*PROBLEM STATEMENT*:
I need each line of the entries below that includes the string "green".

Dataset entries:
'''
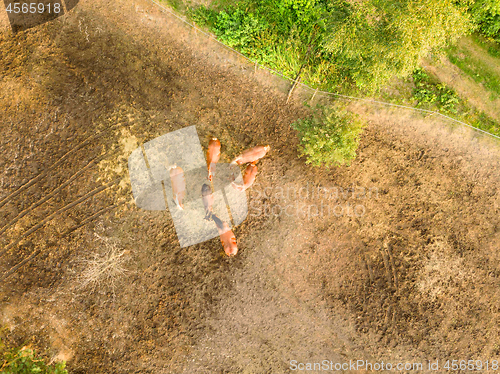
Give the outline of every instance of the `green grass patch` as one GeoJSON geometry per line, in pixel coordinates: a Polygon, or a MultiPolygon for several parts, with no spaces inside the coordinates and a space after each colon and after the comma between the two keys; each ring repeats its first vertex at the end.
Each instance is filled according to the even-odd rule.
{"type": "Polygon", "coordinates": [[[500,136],[500,125],[497,121],[488,117],[484,112],[480,111],[471,111],[470,115],[467,118],[464,118],[464,121],[469,120],[469,124],[477,127],[478,129],[489,132],[490,134],[494,134],[500,136]]]}
{"type": "Polygon", "coordinates": [[[183,0],[158,0],[158,2],[168,5],[179,13],[184,13],[187,10],[187,5],[183,0]]]}
{"type": "Polygon", "coordinates": [[[491,57],[500,58],[500,43],[493,38],[485,38],[479,34],[473,34],[472,40],[484,49],[491,57]]]}
{"type": "Polygon", "coordinates": [[[482,84],[487,90],[494,93],[492,95],[493,99],[500,96],[500,77],[491,69],[489,64],[473,58],[469,51],[457,46],[450,47],[447,54],[451,63],[474,79],[476,83],[482,84]]]}

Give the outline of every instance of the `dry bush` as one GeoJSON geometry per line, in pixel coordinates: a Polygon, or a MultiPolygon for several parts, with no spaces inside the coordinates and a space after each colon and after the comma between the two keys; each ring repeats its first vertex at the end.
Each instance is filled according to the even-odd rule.
{"type": "Polygon", "coordinates": [[[78,288],[94,292],[97,288],[108,287],[114,293],[118,279],[128,271],[125,264],[130,259],[130,251],[124,250],[116,239],[94,235],[102,243],[103,250],[90,259],[81,260],[84,269],[78,277],[78,288]]]}

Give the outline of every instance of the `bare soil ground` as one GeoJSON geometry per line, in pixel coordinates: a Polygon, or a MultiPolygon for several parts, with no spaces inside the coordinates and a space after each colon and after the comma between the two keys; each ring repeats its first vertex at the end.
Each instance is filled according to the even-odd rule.
{"type": "Polygon", "coordinates": [[[36,29],[4,28],[0,43],[0,318],[11,341],[71,373],[498,358],[498,143],[353,104],[369,122],[358,158],[308,167],[289,124],[310,93],[286,105],[286,82],[146,0],[82,1],[36,29]],[[168,212],[132,201],[130,152],[193,124],[202,142],[221,140],[225,161],[272,146],[234,259],[217,238],[181,249],[168,212]],[[312,196],[318,186],[329,194],[312,196]],[[302,194],[282,194],[292,190],[302,194]],[[293,204],[306,208],[279,214],[293,204]],[[99,276],[106,267],[113,277],[99,276]]]}

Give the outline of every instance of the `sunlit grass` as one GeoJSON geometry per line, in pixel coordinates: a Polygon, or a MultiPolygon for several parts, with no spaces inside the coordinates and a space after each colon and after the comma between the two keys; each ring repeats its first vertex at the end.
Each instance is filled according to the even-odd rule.
{"type": "MultiPolygon", "coordinates": [[[[491,98],[500,96],[500,76],[488,63],[473,57],[470,51],[458,46],[448,49],[448,59],[476,83],[494,93],[491,98]]],[[[498,62],[500,66],[500,59],[498,62]]]]}

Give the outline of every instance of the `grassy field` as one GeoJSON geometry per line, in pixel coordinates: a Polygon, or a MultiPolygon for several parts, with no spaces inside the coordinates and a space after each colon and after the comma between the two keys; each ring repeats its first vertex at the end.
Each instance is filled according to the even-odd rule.
{"type": "Polygon", "coordinates": [[[450,47],[447,57],[476,83],[490,91],[490,100],[497,99],[500,97],[500,47],[477,36],[472,40],[474,43],[459,43],[450,47]],[[484,58],[485,55],[489,58],[484,58]]]}

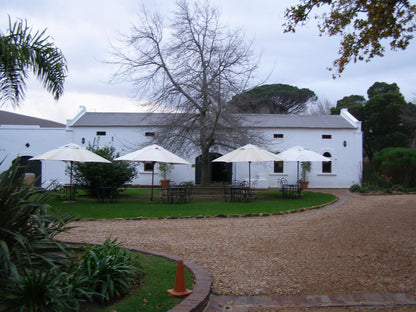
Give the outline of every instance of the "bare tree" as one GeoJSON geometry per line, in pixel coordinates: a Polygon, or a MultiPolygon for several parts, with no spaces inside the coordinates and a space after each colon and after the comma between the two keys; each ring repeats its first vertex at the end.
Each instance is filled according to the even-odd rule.
{"type": "Polygon", "coordinates": [[[241,31],[220,23],[208,2],[177,2],[173,22],[143,10],[140,24],[114,50],[115,79],[129,80],[137,94],[164,114],[165,135],[156,139],[173,150],[201,152],[203,184],[209,181],[213,146],[235,146],[247,139],[241,116],[228,102],[247,88],[257,59],[241,31]],[[168,116],[168,117],[167,117],[168,116]]]}
{"type": "Polygon", "coordinates": [[[309,115],[331,115],[331,107],[334,105],[328,99],[318,99],[308,105],[309,115]]]}

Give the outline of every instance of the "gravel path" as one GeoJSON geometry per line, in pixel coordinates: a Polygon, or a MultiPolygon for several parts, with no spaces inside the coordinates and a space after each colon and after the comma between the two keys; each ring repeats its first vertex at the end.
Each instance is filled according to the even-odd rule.
{"type": "MultiPolygon", "coordinates": [[[[342,201],[341,201],[342,202],[342,201]]],[[[219,295],[416,294],[416,195],[271,217],[78,221],[59,238],[190,260],[219,295]]]]}

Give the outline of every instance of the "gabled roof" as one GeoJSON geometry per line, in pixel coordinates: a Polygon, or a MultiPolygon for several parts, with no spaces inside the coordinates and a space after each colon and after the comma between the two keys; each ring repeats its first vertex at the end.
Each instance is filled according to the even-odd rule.
{"type": "Polygon", "coordinates": [[[59,122],[0,110],[0,126],[1,125],[39,126],[40,128],[65,128],[65,124],[59,122]]]}
{"type": "Polygon", "coordinates": [[[166,113],[85,112],[71,127],[140,127],[158,126],[166,113]]]}
{"type": "Polygon", "coordinates": [[[249,114],[245,118],[244,124],[255,128],[355,128],[340,115],[249,114]]]}
{"type": "MultiPolygon", "coordinates": [[[[168,113],[86,112],[71,127],[160,126],[168,113]]],[[[253,128],[355,129],[340,115],[238,114],[244,126],[253,128]]]]}

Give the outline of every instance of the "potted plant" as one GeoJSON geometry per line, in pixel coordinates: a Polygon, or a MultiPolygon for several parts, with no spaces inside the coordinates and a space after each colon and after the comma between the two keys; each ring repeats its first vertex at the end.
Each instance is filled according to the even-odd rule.
{"type": "Polygon", "coordinates": [[[162,188],[167,188],[170,182],[170,180],[168,179],[168,174],[172,171],[173,165],[165,163],[160,163],[158,165],[159,172],[163,178],[160,180],[160,184],[162,185],[162,188]]]}
{"type": "Polygon", "coordinates": [[[312,163],[310,161],[302,161],[300,163],[300,167],[301,167],[301,180],[299,181],[300,183],[300,187],[302,190],[308,188],[309,185],[309,181],[308,181],[308,173],[311,172],[312,169],[312,163]]]}

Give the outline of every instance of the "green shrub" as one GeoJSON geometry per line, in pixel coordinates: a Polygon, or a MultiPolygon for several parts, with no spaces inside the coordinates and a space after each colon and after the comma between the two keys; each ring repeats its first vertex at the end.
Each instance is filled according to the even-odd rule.
{"type": "Polygon", "coordinates": [[[93,299],[101,303],[127,294],[138,276],[131,253],[120,247],[109,238],[103,245],[87,245],[74,263],[75,276],[85,277],[79,288],[94,291],[93,299]]]}
{"type": "Polygon", "coordinates": [[[354,184],[350,186],[350,191],[351,192],[360,192],[361,191],[361,186],[359,186],[358,184],[354,184]]]}
{"type": "Polygon", "coordinates": [[[374,154],[375,169],[393,184],[416,186],[416,149],[390,147],[374,154]]]}
{"type": "Polygon", "coordinates": [[[362,182],[362,193],[369,191],[380,191],[382,189],[391,188],[392,181],[389,176],[380,174],[374,162],[366,161],[363,166],[363,182],[362,182]],[[363,190],[365,188],[365,190],[363,190]]]}
{"type": "Polygon", "coordinates": [[[396,192],[408,192],[408,189],[405,188],[403,185],[395,184],[392,186],[392,190],[396,192]]]}
{"type": "Polygon", "coordinates": [[[308,180],[308,173],[312,170],[312,163],[310,161],[302,161],[300,163],[301,166],[301,178],[302,181],[308,180]]]}
{"type": "Polygon", "coordinates": [[[1,285],[0,298],[2,311],[79,311],[80,302],[68,287],[66,274],[55,269],[15,272],[1,285]]]}
{"type": "Polygon", "coordinates": [[[99,186],[120,187],[130,182],[136,175],[136,167],[128,162],[113,161],[120,155],[113,146],[99,148],[89,145],[88,150],[104,157],[111,163],[74,163],[74,180],[85,187],[92,195],[97,194],[99,186]]]}

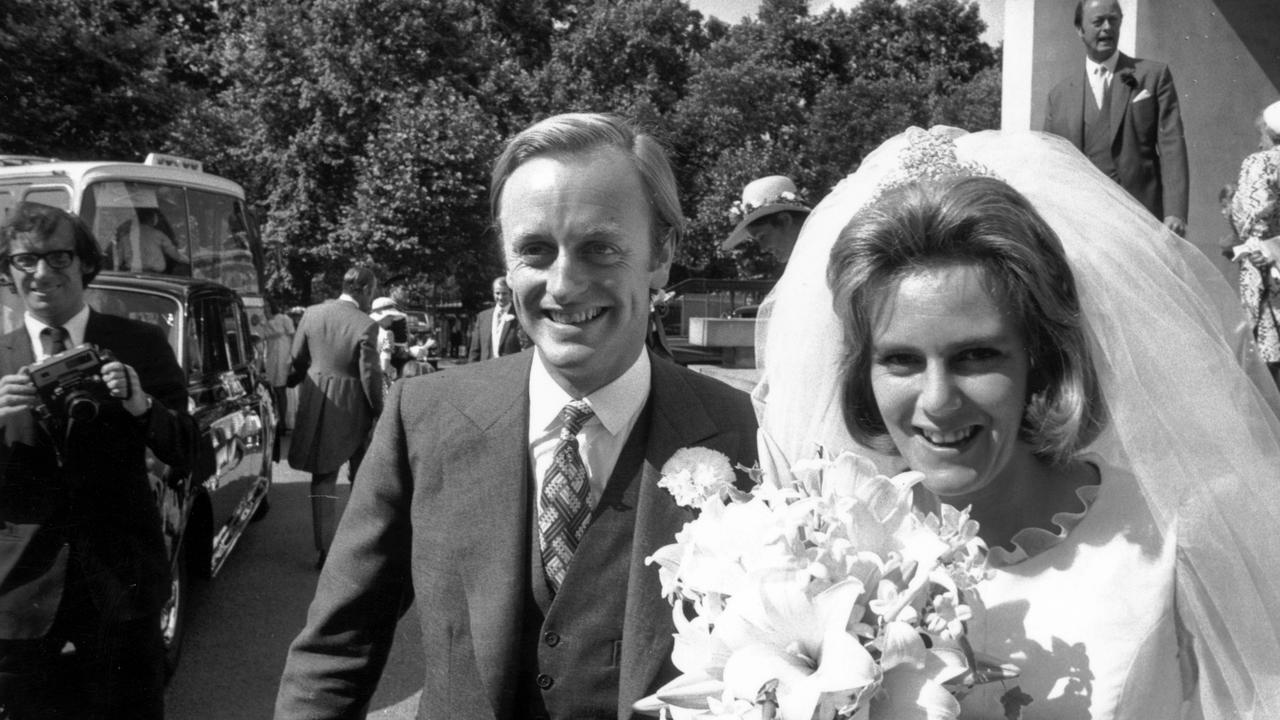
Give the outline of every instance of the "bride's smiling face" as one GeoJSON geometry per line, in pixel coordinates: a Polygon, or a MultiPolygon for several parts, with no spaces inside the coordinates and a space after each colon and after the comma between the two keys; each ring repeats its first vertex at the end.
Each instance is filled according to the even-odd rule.
{"type": "Polygon", "coordinates": [[[871,336],[871,389],[889,436],[944,498],[999,492],[1034,463],[1018,439],[1023,333],[989,286],[975,265],[917,271],[889,290],[871,336]]]}

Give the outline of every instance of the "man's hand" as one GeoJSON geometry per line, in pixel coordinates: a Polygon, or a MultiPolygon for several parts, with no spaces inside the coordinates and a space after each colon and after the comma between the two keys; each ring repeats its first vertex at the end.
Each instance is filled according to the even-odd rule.
{"type": "Polygon", "coordinates": [[[1178,237],[1187,236],[1187,223],[1177,215],[1170,215],[1164,219],[1164,226],[1178,234],[1178,237]]]}
{"type": "Polygon", "coordinates": [[[26,412],[39,402],[36,386],[26,373],[0,377],[0,420],[26,412]]]}
{"type": "Polygon", "coordinates": [[[115,360],[102,366],[102,381],[107,384],[111,397],[120,398],[124,409],[134,417],[147,411],[147,394],[138,382],[138,373],[128,365],[115,360]]]}

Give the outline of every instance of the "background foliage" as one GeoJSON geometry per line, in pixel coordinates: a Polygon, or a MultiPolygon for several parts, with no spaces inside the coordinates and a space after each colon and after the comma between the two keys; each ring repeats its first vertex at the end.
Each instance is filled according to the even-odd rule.
{"type": "Polygon", "coordinates": [[[477,305],[501,272],[489,163],[529,122],[632,116],[667,143],[688,240],[673,279],[768,276],[725,253],[742,185],[817,201],[908,125],[998,123],[999,50],[966,0],[7,0],[0,152],[198,157],[245,186],[286,304],[372,263],[411,301],[477,305]]]}

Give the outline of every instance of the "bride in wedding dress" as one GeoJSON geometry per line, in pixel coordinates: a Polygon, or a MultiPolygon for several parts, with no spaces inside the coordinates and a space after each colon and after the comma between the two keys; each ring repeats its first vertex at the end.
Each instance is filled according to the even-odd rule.
{"type": "Polygon", "coordinates": [[[974,718],[1280,716],[1280,396],[1231,288],[1068,143],[908,130],[762,308],[766,462],[969,506],[974,718]]]}

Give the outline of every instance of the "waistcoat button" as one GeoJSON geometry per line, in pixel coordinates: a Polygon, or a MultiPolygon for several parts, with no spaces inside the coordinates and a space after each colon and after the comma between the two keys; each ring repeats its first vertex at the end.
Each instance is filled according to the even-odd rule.
{"type": "Polygon", "coordinates": [[[541,673],[538,675],[537,683],[538,683],[538,687],[542,688],[543,690],[550,690],[551,686],[556,684],[556,681],[550,675],[547,675],[546,673],[541,673]]]}
{"type": "Polygon", "coordinates": [[[560,644],[560,636],[553,632],[543,635],[542,640],[547,644],[547,647],[555,647],[560,644]]]}

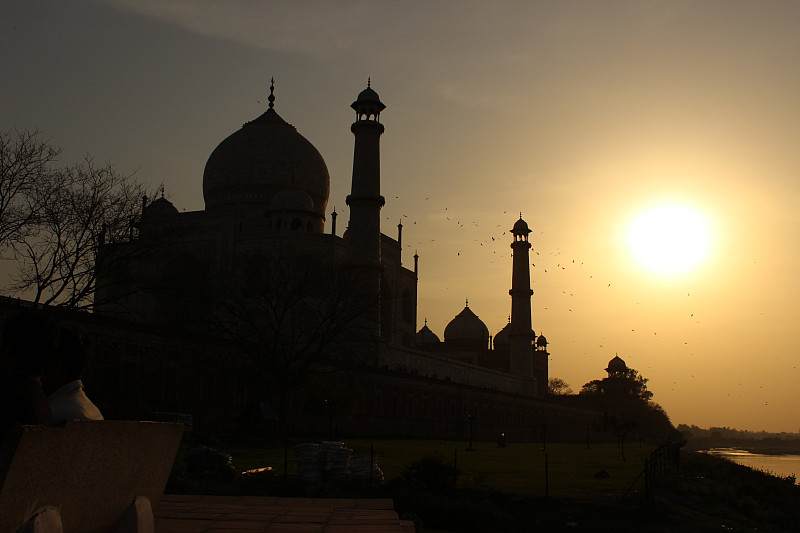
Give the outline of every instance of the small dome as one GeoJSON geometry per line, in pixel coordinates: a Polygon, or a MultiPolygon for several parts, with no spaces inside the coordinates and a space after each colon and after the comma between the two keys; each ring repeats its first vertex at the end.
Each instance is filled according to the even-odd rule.
{"type": "Polygon", "coordinates": [[[509,340],[509,335],[511,334],[511,322],[503,326],[503,329],[497,332],[497,335],[494,336],[494,347],[497,348],[498,346],[508,346],[511,342],[509,340]]]}
{"type": "Polygon", "coordinates": [[[614,372],[624,372],[628,370],[628,365],[625,364],[618,355],[614,356],[614,359],[608,362],[608,368],[606,368],[606,372],[609,374],[614,372]]]}
{"type": "Polygon", "coordinates": [[[547,337],[545,337],[544,335],[539,335],[539,338],[536,339],[536,346],[539,346],[541,348],[546,348],[547,347],[547,337]]]}
{"type": "Polygon", "coordinates": [[[436,333],[432,332],[427,324],[422,326],[422,329],[417,332],[417,346],[425,346],[429,344],[439,344],[439,337],[436,333]]]}
{"type": "Polygon", "coordinates": [[[150,202],[150,204],[142,210],[142,219],[159,218],[165,216],[177,215],[178,209],[163,196],[150,202]]]}
{"type": "Polygon", "coordinates": [[[469,306],[464,307],[456,317],[444,328],[445,342],[451,340],[489,340],[489,328],[472,312],[469,306]]]}
{"type": "Polygon", "coordinates": [[[356,98],[356,102],[380,102],[381,99],[378,96],[378,93],[372,87],[367,87],[360,93],[358,93],[358,98],[356,98]]]}
{"type": "Polygon", "coordinates": [[[269,211],[306,211],[314,212],[314,201],[300,189],[283,189],[278,191],[269,203],[269,211]]]}
{"type": "Polygon", "coordinates": [[[522,217],[519,217],[519,220],[514,223],[514,227],[511,229],[511,233],[514,233],[515,235],[523,233],[528,234],[530,232],[531,230],[528,228],[528,223],[522,220],[522,217]]]}

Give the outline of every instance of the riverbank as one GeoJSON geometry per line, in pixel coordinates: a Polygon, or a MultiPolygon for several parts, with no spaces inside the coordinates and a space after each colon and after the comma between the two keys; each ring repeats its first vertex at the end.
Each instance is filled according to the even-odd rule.
{"type": "Polygon", "coordinates": [[[701,531],[797,531],[800,487],[792,481],[713,455],[685,452],[683,458],[681,470],[657,492],[661,512],[687,525],[696,516],[701,531]]]}
{"type": "Polygon", "coordinates": [[[700,451],[712,448],[736,448],[762,455],[800,455],[800,440],[797,439],[722,439],[689,438],[685,450],[700,451]]]}
{"type": "Polygon", "coordinates": [[[679,471],[624,497],[522,498],[496,491],[393,494],[397,509],[420,518],[418,531],[796,533],[800,487],[717,457],[683,453],[679,471]],[[440,518],[443,520],[440,521],[440,518]]]}
{"type": "Polygon", "coordinates": [[[740,448],[711,448],[703,453],[722,457],[786,480],[794,479],[796,482],[800,479],[800,455],[798,454],[753,453],[740,448]]]}
{"type": "MultiPolygon", "coordinates": [[[[439,447],[441,452],[450,450],[452,454],[453,444],[386,441],[376,443],[376,448],[384,452],[396,449],[399,454],[401,449],[427,445],[439,447]]],[[[391,498],[400,517],[414,520],[419,532],[796,533],[800,524],[800,487],[707,454],[683,452],[680,470],[657,480],[653,498],[648,501],[642,480],[634,481],[635,471],[643,462],[638,446],[628,450],[627,461],[623,461],[614,445],[593,446],[590,450],[548,445],[548,456],[554,461],[550,474],[555,478],[553,481],[561,480],[551,485],[548,496],[543,492],[545,471],[537,466],[539,458],[544,456],[543,450],[539,448],[534,453],[533,449],[520,446],[523,453],[517,455],[513,453],[515,446],[498,449],[496,445],[481,443],[476,448],[475,452],[458,454],[460,476],[452,470],[452,455],[441,453],[438,461],[419,464],[417,459],[411,459],[402,468],[399,463],[392,465],[387,460],[382,463],[386,465],[387,482],[373,487],[309,485],[276,475],[226,480],[183,478],[175,480],[169,490],[254,496],[391,498]],[[569,456],[570,461],[569,470],[558,474],[560,456],[569,456]],[[521,466],[520,457],[525,457],[529,466],[521,466]],[[483,474],[476,465],[481,465],[483,474]],[[602,471],[609,477],[600,475],[602,471]]],[[[263,448],[253,452],[253,460],[264,453],[263,448]]],[[[237,456],[244,457],[243,451],[234,455],[237,456]]]]}

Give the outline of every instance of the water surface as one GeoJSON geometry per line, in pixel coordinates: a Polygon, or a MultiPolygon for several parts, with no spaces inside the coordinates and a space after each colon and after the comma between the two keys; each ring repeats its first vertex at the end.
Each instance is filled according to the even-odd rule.
{"type": "Polygon", "coordinates": [[[766,455],[738,448],[711,448],[706,450],[706,453],[775,476],[786,477],[794,474],[795,478],[800,478],[800,455],[766,455]]]}

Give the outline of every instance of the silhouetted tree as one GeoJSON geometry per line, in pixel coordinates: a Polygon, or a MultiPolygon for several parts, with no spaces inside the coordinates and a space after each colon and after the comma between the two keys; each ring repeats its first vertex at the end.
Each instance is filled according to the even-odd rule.
{"type": "Polygon", "coordinates": [[[574,394],[569,384],[561,378],[547,380],[547,394],[551,396],[568,396],[574,394]]]}
{"type": "Polygon", "coordinates": [[[609,371],[603,379],[595,379],[581,387],[581,394],[602,394],[613,401],[625,399],[649,402],[653,393],[647,390],[648,379],[639,375],[633,368],[609,371]]]}
{"type": "Polygon", "coordinates": [[[0,252],[13,251],[37,222],[60,153],[37,130],[0,131],[0,252]]]}
{"type": "Polygon", "coordinates": [[[603,412],[606,428],[620,441],[633,430],[662,435],[674,430],[664,409],[652,401],[647,378],[633,368],[608,369],[608,376],[592,380],[578,395],[581,403],[603,412]]]}
{"type": "Polygon", "coordinates": [[[351,274],[276,247],[220,276],[214,329],[245,359],[250,401],[276,402],[284,424],[309,375],[364,363],[358,340],[367,339],[363,318],[374,305],[354,290],[351,274]]]}
{"type": "Polygon", "coordinates": [[[0,237],[11,294],[73,308],[93,305],[101,242],[133,237],[145,188],[90,157],[56,166],[60,149],[38,131],[0,133],[0,237]]]}

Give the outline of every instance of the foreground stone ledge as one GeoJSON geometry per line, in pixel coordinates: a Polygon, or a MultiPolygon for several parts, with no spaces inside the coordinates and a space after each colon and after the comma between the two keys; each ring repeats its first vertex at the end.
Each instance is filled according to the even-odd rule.
{"type": "Polygon", "coordinates": [[[212,531],[413,532],[390,499],[274,498],[165,495],[155,514],[157,533],[212,531]]]}
{"type": "Polygon", "coordinates": [[[14,428],[0,441],[0,532],[45,506],[66,533],[113,530],[137,498],[158,504],[182,434],[182,424],[118,420],[14,428]]]}

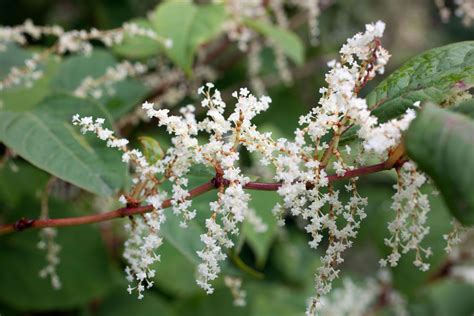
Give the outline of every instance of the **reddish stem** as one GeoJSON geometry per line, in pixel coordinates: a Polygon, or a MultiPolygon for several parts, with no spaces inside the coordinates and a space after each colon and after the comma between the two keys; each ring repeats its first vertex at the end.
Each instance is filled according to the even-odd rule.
'''
*RESPONSE AREA*:
Give the outline of every instance of the `green grass patch` as one GeoJSON geometry per line, in pixel coordinates: a Polygon, or a MultiPolygon for several parts, with no spaces inside the coordinates and a space after each colon and after the comma between the two keys; each ring repeats its first vertex at the end.
Give the outline of every instance of the "green shrub" as one GeoJSON geometry per line, in pixel coordinates: a Polygon, or a MultiPolygon for several parts, with no spaces inside the coordinates and a space after each colon and after the comma between the two keys; each ring repeats its first vertex at the end.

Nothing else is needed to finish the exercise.